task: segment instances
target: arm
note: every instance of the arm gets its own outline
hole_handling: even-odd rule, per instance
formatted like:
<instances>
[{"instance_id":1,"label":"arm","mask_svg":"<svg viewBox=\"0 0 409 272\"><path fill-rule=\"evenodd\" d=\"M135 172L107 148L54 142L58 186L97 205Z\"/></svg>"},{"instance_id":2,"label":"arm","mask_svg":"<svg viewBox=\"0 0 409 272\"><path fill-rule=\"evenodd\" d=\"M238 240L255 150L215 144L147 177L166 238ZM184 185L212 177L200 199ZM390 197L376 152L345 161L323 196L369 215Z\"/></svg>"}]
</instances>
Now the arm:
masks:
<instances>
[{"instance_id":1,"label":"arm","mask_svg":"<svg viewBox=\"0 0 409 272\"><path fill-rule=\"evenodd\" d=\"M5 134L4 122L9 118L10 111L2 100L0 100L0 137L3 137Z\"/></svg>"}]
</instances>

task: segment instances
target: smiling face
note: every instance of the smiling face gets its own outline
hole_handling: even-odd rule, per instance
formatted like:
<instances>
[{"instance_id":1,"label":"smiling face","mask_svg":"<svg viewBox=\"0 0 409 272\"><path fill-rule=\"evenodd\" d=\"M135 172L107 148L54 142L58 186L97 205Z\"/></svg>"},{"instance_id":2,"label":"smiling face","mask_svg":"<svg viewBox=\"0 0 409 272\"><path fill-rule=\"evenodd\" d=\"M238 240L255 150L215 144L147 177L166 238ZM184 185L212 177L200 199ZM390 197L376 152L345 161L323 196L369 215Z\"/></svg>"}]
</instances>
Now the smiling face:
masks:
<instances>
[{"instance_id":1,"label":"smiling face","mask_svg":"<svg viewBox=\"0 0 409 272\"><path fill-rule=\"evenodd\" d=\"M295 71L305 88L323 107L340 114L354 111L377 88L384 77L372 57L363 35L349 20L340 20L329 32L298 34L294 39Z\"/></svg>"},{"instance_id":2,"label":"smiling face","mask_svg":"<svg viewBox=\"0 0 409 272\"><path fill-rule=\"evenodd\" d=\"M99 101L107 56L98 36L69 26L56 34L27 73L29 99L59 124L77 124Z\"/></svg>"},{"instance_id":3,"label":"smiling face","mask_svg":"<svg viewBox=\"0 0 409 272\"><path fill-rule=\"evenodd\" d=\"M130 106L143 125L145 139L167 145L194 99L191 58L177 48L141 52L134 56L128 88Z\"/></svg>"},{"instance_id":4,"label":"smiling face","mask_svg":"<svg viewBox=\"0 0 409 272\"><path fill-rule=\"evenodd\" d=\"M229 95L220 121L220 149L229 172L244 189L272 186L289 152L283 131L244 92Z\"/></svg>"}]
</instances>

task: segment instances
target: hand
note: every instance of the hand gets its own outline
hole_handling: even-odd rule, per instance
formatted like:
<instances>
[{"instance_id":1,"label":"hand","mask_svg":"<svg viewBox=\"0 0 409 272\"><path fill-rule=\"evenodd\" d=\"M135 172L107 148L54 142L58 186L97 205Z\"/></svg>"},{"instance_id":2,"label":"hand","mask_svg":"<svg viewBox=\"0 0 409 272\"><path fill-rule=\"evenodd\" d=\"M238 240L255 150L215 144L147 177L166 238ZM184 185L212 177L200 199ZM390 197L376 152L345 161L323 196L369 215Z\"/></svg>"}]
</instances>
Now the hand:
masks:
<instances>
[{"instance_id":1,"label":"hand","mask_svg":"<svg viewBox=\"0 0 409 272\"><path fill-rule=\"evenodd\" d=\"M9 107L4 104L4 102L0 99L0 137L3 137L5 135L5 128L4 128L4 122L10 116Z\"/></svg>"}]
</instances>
----
» **What is needed**
Please report how many lines of the listing above contain the string "note". Reply with the number alone.

» **Answer to the exercise**
3